↓
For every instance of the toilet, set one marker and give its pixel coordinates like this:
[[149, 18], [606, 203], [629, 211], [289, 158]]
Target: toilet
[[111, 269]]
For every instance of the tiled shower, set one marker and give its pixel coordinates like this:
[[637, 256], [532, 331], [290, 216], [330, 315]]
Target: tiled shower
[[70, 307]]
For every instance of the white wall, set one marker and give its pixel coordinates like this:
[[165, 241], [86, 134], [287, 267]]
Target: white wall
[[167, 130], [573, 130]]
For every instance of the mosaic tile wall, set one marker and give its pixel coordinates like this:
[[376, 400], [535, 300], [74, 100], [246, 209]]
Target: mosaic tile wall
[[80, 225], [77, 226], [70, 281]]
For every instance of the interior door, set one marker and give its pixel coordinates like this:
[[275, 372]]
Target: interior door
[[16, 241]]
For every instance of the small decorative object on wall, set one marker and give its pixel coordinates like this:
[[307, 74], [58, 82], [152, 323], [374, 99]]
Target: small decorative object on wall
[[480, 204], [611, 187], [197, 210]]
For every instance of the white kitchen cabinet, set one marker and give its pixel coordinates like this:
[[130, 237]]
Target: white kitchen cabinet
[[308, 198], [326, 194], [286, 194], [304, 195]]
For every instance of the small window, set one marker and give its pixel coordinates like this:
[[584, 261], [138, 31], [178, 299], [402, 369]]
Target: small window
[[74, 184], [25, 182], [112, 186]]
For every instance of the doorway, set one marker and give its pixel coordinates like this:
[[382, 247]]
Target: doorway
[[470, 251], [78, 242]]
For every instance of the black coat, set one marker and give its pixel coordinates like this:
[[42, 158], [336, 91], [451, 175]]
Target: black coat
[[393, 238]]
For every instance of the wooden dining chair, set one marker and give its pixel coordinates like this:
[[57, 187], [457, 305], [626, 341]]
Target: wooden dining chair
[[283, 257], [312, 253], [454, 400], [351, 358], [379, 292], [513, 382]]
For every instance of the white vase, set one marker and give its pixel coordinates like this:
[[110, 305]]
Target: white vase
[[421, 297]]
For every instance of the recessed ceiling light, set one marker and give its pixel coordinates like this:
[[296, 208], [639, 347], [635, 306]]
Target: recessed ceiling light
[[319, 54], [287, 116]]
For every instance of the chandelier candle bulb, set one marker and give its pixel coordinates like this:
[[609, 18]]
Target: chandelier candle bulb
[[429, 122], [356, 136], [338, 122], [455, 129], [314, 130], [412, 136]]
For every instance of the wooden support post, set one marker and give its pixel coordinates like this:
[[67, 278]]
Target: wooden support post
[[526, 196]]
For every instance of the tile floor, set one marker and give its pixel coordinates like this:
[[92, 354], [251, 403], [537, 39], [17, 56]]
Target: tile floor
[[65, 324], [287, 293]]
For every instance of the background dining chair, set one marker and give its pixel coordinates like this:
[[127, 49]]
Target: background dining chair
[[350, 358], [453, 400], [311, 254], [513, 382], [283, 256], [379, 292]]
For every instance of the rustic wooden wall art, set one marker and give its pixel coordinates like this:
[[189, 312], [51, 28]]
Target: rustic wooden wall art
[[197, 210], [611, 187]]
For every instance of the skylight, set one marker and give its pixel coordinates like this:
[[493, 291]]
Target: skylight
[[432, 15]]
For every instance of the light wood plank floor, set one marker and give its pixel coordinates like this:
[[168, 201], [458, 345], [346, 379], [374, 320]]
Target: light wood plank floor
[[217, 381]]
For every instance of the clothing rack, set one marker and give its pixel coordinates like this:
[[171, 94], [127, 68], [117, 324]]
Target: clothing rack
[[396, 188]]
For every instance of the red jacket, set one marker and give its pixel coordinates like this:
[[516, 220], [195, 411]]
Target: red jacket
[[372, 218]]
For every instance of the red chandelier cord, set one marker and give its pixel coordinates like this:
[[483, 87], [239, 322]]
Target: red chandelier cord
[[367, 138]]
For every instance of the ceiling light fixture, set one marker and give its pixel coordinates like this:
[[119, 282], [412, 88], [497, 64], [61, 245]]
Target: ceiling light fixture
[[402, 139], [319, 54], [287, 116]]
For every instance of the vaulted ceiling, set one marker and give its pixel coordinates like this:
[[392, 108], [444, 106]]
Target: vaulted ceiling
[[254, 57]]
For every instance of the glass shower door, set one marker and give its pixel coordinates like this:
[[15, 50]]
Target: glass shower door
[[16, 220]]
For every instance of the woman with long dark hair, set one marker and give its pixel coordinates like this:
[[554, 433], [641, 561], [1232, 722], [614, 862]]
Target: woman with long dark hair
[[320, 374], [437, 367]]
↑
DO THIS: Rewrite all of the material above as a numbered list with one line per entry. Leave out any blank lines.

THE RESPONSE:
1. For every instance of the toilet, set one marker and give its pixel coordinates like this:
2. [[149, 18], [606, 203], [629, 211], [289, 158]]
3. Target: toilet
4. [[111, 269]]
5. For every instance of the tiled shower, set one marker and give its pixel coordinates like this:
6. [[637, 256], [532, 331], [290, 216], [330, 315]]
7. Target: tiled shower
8. [[70, 307]]
9. For every instance of the white wall, set one marker and give its pixel coordinates like this:
10. [[165, 241], [86, 134], [287, 267]]
11. Target: white wall
12. [[167, 130], [573, 130]]
13. For every instance of the mosaic tile wall, set one marker and give its pixel coordinates like this:
14. [[376, 400], [535, 300], [74, 100], [246, 209]]
15. Target: mosaic tile wall
16. [[80, 225], [77, 226], [70, 281]]
17. For every instance of the interior door, set one marker and give its pixel coordinates like this:
18. [[275, 372]]
19. Target: interior door
20. [[16, 241]]
21. For every instance of the small decorative object on wall, set one marker and give its pixel coordinates like this:
22. [[307, 74], [58, 82], [152, 323], [374, 99]]
23. Target: small decorative object on wall
24. [[480, 204], [611, 187], [197, 210]]
25. For every instance of the white kitchen cabinet, set one marker and give its pixel coordinates like this:
26. [[130, 237]]
27. Target: white kitchen cabinet
28. [[308, 198], [326, 194], [286, 194], [304, 195]]
29. For every instance of the small window, set one marker and give its pixel coordinates like this:
30. [[584, 261], [138, 31], [178, 299], [402, 369]]
31. Target: small window
32. [[74, 184], [25, 182], [112, 186]]
33. For every instance of the doorway, set one marker and give its pixel coordinates like this:
34. [[382, 247]]
35. Target: doorway
36. [[470, 251], [78, 242]]
37. For every instance of the black coat, set one marker and give its pixel coordinates like this:
38. [[42, 158], [336, 91], [451, 175]]
39. Target: black coat
40. [[393, 238]]
41. For every instance of the wooden dining chair, set one marker and give its pixel coordinates like this:
42. [[57, 187], [457, 305], [626, 341]]
43. Target: wooden dining chair
44. [[283, 257], [312, 253], [454, 400], [351, 358], [379, 292], [513, 382]]
45. For every instance of the white vase, set one marker and give its pixel coordinates like this:
46. [[110, 305]]
47. Target: white vase
48. [[421, 297]]
49. For every instance of the recessed ceiling light, set one marker and give its pixel coordinates like this:
50. [[296, 208], [639, 347], [635, 306]]
51. Target: recessed ceiling light
52. [[319, 54], [287, 116]]
53. For every instance of the chandelier candle bulb, set one marker and give its pixel coordinates like this:
54. [[609, 18]]
55. Target: chandelier candle bulb
56. [[429, 122], [356, 136], [338, 122], [455, 129], [314, 130], [412, 136]]
57. For every instance of the wooden support post, set one marker and give its pixel coordinates like this:
58. [[67, 278]]
59. Target: wooden support post
60. [[526, 196]]
61. For every instance of the tile floor, set one marker and give its pixel coordinates like this:
62. [[92, 354], [251, 403], [537, 39], [17, 56]]
63. Target: tile floor
64. [[65, 324], [287, 293]]
65. For every instance of the background dining chair, set one marker and give its pixel coordinates like this:
66. [[127, 49]]
67. Target: background dining chair
68. [[350, 358], [453, 400], [311, 254], [513, 382], [283, 256], [379, 292]]
69. For every instance of the rustic wooden wall art, set one marker and give its pixel coordinates like this:
70. [[189, 312], [51, 28]]
71. Target: rustic wooden wall art
72. [[197, 210], [611, 187]]
73. For every instance of the skylight, set one marker and give its pixel coordinates like this:
74. [[493, 291]]
75. Target: skylight
76. [[432, 15]]
77. For every instance of the light wood plank floor, set one marker and give its pixel coordinates like this:
78. [[168, 201], [458, 345], [346, 379], [374, 320]]
79. Target: light wood plank floor
80. [[217, 381]]
81. For every instance of the clothing rack, set one marker and give its pixel coordinates like this:
82. [[171, 94], [127, 68], [117, 324]]
83. Target: clothing rack
84. [[396, 188]]
85. For every instance of the red jacket, set one marker and give its pixel coordinates like this:
86. [[516, 220], [195, 411]]
87. Target: red jacket
88. [[372, 218]]
89. For every instance of the red chandelier cord, set one marker and give its pixel coordinates like this:
90. [[483, 87], [239, 322]]
91. Target: red chandelier cord
92. [[367, 138]]
93. For every instance of the ceiling light fixture, set one marker and give its pixel coordinates like this:
94. [[119, 282], [412, 88], [497, 64], [61, 245]]
95. Target: ceiling light fixture
96. [[402, 139], [319, 54], [287, 116]]
97. For every instance of the vaulted ceiling, set one marker and give its pixel coordinates like this:
98. [[392, 108], [444, 106]]
99. Target: vaulted ceiling
100. [[254, 57]]
101. For every instance of the glass shower door, set one marker and give its pixel coordinates like this:
102. [[15, 50]]
103. Target: glass shower door
104. [[16, 220]]
105. For every instance of the woman with long dark hair, set one marker and give its pixel coordinates like this:
106. [[554, 433], [641, 561], [1232, 722], [614, 862]]
107. Target: woman with long dark hair
108. [[320, 374], [437, 367]]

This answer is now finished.